___ Data records

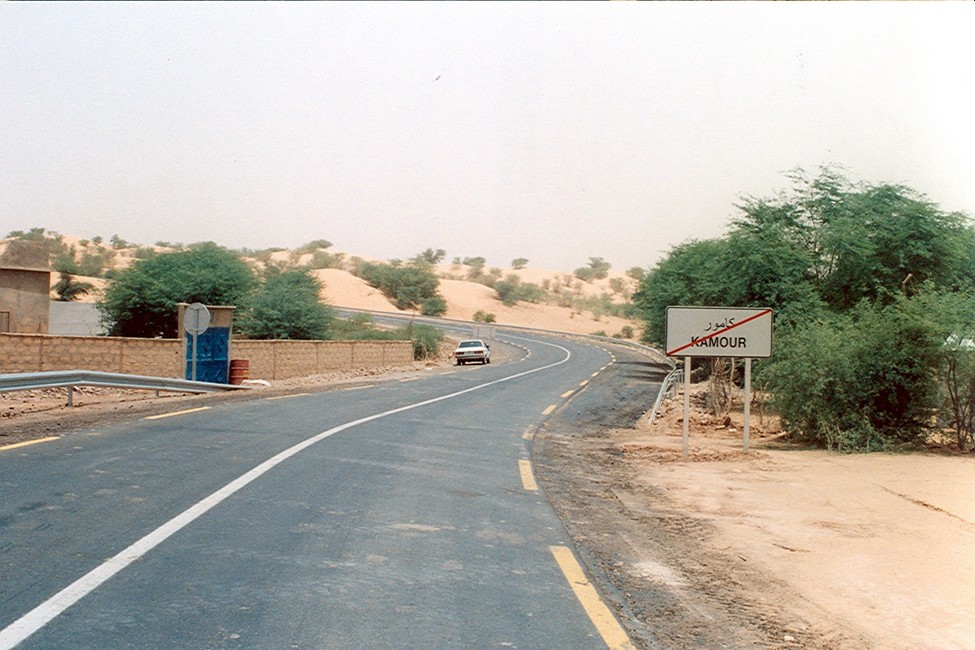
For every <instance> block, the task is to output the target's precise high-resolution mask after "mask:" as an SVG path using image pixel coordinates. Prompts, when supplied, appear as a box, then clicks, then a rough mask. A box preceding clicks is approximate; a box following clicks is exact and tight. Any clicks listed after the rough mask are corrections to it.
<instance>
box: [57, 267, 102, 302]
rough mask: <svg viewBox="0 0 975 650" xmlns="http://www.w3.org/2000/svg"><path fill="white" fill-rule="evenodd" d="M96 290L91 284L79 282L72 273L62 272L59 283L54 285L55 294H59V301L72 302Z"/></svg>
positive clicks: (89, 282) (63, 271)
mask: <svg viewBox="0 0 975 650" xmlns="http://www.w3.org/2000/svg"><path fill="white" fill-rule="evenodd" d="M94 288H95V287H94V285H92V284H91V283H90V282H79V281H78V280H75V278H74V276H73V275H71V274H70V273H66V272H64V271H61V274H60V276H59V277H58V281H57V282H56V283H55V285H54V292H55V293H56V294H58V300H59V301H61V302H71V301H72V300H77V299H78V298H80V297H81V296H83V295H85V294H87V293H89V292H91V290H92V289H94Z"/></svg>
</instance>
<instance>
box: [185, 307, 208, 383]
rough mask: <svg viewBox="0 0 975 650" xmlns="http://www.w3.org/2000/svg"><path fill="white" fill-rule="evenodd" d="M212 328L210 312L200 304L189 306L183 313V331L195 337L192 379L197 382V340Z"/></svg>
mask: <svg viewBox="0 0 975 650" xmlns="http://www.w3.org/2000/svg"><path fill="white" fill-rule="evenodd" d="M208 327H210V310H208V309H207V308H206V306H205V305H202V304H200V303H198V302H194V303H193V304H191V305H188V306H187V307H186V309H185V310H184V311H183V329H185V330H186V331H187V332H188V333H189V335H190V336H192V337H193V346H192V348H191V355H192V357H193V358H192V359H191V360H190V379H192V380H193V381H196V339H197V337H198V336H199V335H200V334H203V332H205V331H207V328H208Z"/></svg>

______

Brief: Could you duplicate the lines in the data above, starting at the line containing "</instance>" and continuing through the end of the data, with both ends included?

Task result:
</instance>
<instance>
box: [185, 307, 208, 383]
rough mask: <svg viewBox="0 0 975 650" xmlns="http://www.w3.org/2000/svg"><path fill="white" fill-rule="evenodd" d="M212 328L210 312L200 304L189 306L183 313V331L195 337L192 379L197 382V340Z"/></svg>
mask: <svg viewBox="0 0 975 650" xmlns="http://www.w3.org/2000/svg"><path fill="white" fill-rule="evenodd" d="M208 327H210V310H208V309H207V308H206V306H205V305H202V304H200V303H198V302H194V303H193V304H191V305H188V306H187V307H186V309H185V310H184V311H183V329H185V330H186V331H187V332H188V333H189V335H190V336H192V337H193V346H192V348H191V355H192V357H193V358H192V359H191V360H190V379H192V380H193V381H196V339H197V337H198V336H199V335H200V334H203V332H205V331H207V328H208Z"/></svg>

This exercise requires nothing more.